Entries excerpted from a collection:

[start]

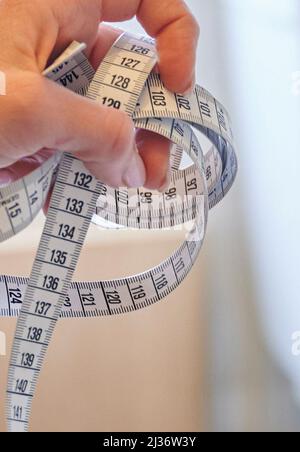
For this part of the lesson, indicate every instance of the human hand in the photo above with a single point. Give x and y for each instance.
(37, 116)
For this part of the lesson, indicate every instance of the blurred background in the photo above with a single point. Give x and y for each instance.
(221, 354)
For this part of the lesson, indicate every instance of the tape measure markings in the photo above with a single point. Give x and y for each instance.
(78, 197)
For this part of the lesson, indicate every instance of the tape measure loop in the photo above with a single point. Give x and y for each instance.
(123, 81)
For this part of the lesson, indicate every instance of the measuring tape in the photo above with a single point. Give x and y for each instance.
(124, 81)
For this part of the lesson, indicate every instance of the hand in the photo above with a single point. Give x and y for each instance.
(37, 116)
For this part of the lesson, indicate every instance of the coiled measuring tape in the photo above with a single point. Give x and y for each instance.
(124, 81)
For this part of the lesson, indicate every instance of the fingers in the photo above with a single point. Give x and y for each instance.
(155, 152)
(24, 167)
(176, 31)
(106, 37)
(103, 138)
(50, 116)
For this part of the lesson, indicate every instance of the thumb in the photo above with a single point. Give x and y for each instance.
(103, 138)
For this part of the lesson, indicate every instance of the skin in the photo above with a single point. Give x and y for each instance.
(37, 116)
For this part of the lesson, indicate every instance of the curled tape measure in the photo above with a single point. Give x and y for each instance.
(124, 81)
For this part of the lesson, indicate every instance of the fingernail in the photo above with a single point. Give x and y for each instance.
(5, 178)
(135, 175)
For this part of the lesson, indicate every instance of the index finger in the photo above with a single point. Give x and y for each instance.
(175, 29)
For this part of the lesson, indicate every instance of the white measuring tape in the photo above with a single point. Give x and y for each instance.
(124, 81)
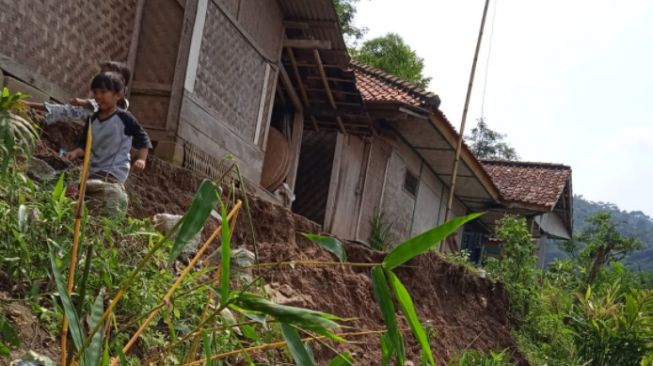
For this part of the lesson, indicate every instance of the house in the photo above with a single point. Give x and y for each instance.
(271, 84)
(540, 192)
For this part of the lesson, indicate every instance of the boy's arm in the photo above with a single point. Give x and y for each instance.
(140, 139)
(34, 105)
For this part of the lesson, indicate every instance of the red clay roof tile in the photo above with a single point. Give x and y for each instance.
(539, 184)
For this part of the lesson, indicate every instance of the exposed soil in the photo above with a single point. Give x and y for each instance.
(463, 310)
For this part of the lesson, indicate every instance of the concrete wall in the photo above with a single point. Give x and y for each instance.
(230, 81)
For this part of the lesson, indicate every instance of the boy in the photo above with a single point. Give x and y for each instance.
(115, 132)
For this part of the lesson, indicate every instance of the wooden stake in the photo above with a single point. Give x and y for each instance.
(456, 161)
(78, 225)
(166, 298)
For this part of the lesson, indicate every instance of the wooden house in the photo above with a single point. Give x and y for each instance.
(271, 84)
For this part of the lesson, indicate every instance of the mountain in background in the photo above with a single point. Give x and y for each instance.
(630, 223)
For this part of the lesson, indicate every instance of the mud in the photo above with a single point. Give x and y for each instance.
(460, 309)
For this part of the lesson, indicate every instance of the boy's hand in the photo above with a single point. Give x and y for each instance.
(80, 102)
(139, 164)
(77, 153)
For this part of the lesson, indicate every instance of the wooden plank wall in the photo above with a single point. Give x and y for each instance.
(229, 107)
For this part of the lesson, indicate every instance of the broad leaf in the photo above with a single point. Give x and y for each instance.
(342, 359)
(295, 345)
(408, 308)
(316, 321)
(226, 257)
(207, 196)
(73, 320)
(383, 298)
(422, 242)
(331, 244)
(93, 353)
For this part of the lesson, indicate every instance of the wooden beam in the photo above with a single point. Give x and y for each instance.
(292, 24)
(307, 44)
(316, 54)
(336, 80)
(317, 90)
(290, 89)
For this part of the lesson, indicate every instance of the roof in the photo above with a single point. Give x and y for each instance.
(378, 86)
(530, 183)
(380, 89)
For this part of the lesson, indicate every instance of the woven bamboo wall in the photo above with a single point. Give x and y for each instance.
(230, 74)
(63, 40)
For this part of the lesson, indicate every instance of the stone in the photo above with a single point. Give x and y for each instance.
(109, 199)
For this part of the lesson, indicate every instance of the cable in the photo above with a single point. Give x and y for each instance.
(487, 62)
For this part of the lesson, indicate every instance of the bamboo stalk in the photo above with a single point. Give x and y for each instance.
(216, 279)
(78, 225)
(180, 279)
(454, 172)
(279, 344)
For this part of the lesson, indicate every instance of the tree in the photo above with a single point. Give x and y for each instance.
(346, 10)
(488, 144)
(603, 244)
(391, 54)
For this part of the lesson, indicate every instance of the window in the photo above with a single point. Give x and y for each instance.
(410, 183)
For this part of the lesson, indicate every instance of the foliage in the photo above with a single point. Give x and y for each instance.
(380, 233)
(386, 285)
(615, 328)
(517, 265)
(17, 132)
(391, 54)
(628, 223)
(486, 143)
(346, 11)
(475, 358)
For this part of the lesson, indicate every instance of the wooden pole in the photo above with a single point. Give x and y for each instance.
(78, 225)
(456, 161)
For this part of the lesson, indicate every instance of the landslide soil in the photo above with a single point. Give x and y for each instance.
(460, 309)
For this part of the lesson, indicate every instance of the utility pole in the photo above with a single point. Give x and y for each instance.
(454, 172)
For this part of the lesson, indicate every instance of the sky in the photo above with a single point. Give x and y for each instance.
(568, 81)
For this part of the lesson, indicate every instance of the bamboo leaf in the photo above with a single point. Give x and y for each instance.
(331, 244)
(316, 321)
(93, 353)
(383, 298)
(422, 242)
(73, 320)
(207, 196)
(226, 257)
(295, 345)
(408, 308)
(342, 359)
(206, 345)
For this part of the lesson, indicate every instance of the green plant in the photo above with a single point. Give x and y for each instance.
(17, 133)
(380, 233)
(615, 328)
(475, 358)
(385, 284)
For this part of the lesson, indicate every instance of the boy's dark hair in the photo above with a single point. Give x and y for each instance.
(119, 67)
(111, 81)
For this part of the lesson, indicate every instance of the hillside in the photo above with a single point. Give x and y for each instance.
(630, 223)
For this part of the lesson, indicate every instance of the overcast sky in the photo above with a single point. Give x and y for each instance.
(569, 81)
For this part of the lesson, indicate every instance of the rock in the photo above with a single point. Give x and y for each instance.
(164, 222)
(40, 170)
(109, 199)
(242, 261)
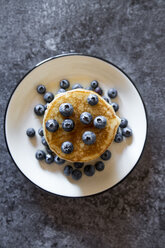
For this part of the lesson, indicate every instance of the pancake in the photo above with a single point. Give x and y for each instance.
(81, 152)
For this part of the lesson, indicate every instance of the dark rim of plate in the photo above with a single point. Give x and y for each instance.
(56, 57)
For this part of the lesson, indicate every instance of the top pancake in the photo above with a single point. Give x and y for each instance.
(81, 152)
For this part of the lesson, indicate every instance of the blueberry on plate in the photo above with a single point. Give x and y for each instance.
(68, 125)
(67, 147)
(49, 158)
(40, 155)
(89, 88)
(123, 122)
(106, 155)
(58, 160)
(30, 132)
(99, 166)
(118, 138)
(43, 140)
(119, 130)
(127, 132)
(66, 109)
(115, 106)
(77, 86)
(52, 125)
(78, 165)
(112, 93)
(61, 91)
(92, 99)
(64, 84)
(106, 99)
(46, 106)
(76, 174)
(48, 97)
(86, 118)
(100, 122)
(39, 109)
(89, 137)
(89, 170)
(94, 84)
(68, 170)
(41, 89)
(99, 91)
(49, 150)
(41, 131)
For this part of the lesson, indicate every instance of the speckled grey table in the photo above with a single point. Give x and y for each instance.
(131, 35)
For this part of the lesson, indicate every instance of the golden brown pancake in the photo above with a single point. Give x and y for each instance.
(81, 152)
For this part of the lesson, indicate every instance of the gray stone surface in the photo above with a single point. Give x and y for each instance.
(131, 35)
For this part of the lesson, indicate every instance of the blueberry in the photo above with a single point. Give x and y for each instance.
(92, 99)
(99, 91)
(86, 118)
(66, 109)
(68, 170)
(52, 125)
(100, 122)
(61, 91)
(64, 84)
(89, 88)
(39, 109)
(68, 125)
(127, 132)
(78, 165)
(89, 170)
(41, 89)
(49, 158)
(48, 97)
(115, 106)
(40, 155)
(41, 131)
(106, 99)
(118, 138)
(43, 140)
(76, 174)
(106, 155)
(58, 160)
(30, 132)
(123, 122)
(46, 106)
(112, 93)
(89, 137)
(67, 147)
(94, 84)
(99, 166)
(49, 150)
(77, 86)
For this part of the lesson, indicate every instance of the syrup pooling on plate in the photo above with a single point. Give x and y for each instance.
(77, 168)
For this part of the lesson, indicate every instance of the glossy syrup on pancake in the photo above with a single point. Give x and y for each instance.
(104, 137)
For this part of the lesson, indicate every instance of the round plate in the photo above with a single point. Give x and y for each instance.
(20, 116)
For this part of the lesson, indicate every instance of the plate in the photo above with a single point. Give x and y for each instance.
(20, 116)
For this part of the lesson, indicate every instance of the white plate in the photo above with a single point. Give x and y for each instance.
(20, 115)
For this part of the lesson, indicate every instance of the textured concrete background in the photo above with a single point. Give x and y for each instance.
(131, 35)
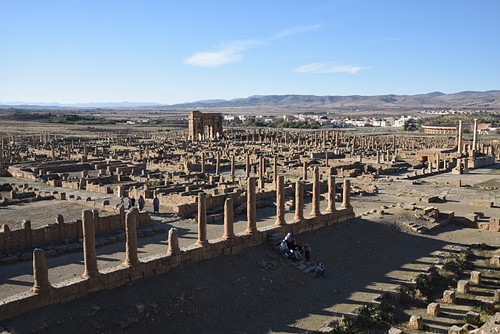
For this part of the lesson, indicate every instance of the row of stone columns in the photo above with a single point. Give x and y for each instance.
(91, 271)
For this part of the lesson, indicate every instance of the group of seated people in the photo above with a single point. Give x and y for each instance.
(294, 251)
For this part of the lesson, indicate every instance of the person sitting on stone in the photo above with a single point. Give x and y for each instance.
(290, 241)
(307, 252)
(284, 248)
(320, 269)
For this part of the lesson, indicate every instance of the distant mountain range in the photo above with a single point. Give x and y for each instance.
(488, 100)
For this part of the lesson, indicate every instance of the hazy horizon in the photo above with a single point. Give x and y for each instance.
(177, 52)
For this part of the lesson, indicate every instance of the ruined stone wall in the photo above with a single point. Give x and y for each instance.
(13, 240)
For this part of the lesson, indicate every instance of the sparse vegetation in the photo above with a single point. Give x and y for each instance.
(466, 118)
(368, 317)
(58, 118)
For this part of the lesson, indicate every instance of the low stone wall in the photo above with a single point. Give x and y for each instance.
(26, 237)
(42, 295)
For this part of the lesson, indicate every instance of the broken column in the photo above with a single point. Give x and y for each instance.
(173, 242)
(459, 138)
(315, 211)
(280, 201)
(247, 166)
(228, 219)
(474, 138)
(217, 165)
(299, 201)
(40, 272)
(331, 193)
(346, 194)
(203, 162)
(89, 252)
(262, 168)
(251, 206)
(275, 172)
(131, 219)
(202, 219)
(233, 168)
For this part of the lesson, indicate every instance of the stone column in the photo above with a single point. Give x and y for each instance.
(203, 162)
(315, 211)
(228, 219)
(262, 167)
(299, 201)
(247, 166)
(280, 201)
(459, 138)
(68, 152)
(217, 165)
(131, 219)
(233, 168)
(173, 242)
(28, 233)
(474, 137)
(40, 272)
(202, 219)
(275, 172)
(331, 193)
(346, 194)
(89, 253)
(251, 206)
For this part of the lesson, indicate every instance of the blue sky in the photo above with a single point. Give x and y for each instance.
(178, 51)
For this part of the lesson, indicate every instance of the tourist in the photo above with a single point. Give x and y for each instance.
(156, 205)
(296, 255)
(284, 248)
(141, 202)
(290, 241)
(307, 252)
(320, 269)
(131, 202)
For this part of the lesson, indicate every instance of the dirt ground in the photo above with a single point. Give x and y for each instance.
(258, 291)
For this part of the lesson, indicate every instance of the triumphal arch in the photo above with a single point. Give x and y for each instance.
(204, 125)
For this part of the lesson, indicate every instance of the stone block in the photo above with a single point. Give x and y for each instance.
(475, 277)
(416, 322)
(463, 287)
(433, 309)
(472, 217)
(481, 204)
(449, 297)
(488, 306)
(456, 330)
(394, 296)
(473, 318)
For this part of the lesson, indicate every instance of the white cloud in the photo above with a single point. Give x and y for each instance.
(230, 53)
(233, 52)
(296, 30)
(327, 68)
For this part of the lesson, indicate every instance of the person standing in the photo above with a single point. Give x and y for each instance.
(307, 252)
(156, 205)
(141, 203)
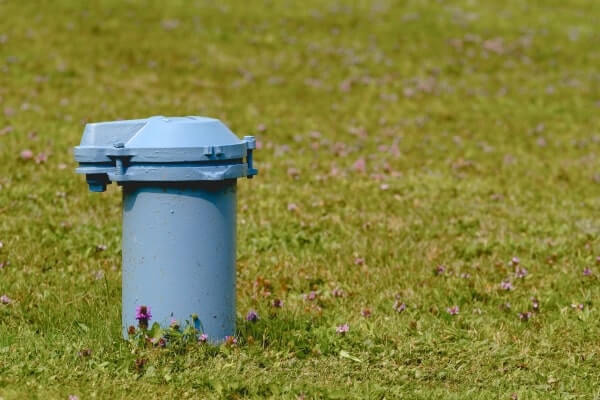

[end]

THE TASK — Update the entries from the line that has "the person standing" through the end of the entries, replacing "person standing" with "standing figure" and changing nothing else. Leave the pictures out of your answer.

ANSWER IN FULL —
For this part of the lesson, indicate every instance of the standing figure in the photo above with a single point. Give x and y for each instance.
(307, 252)
(156, 205)
(141, 203)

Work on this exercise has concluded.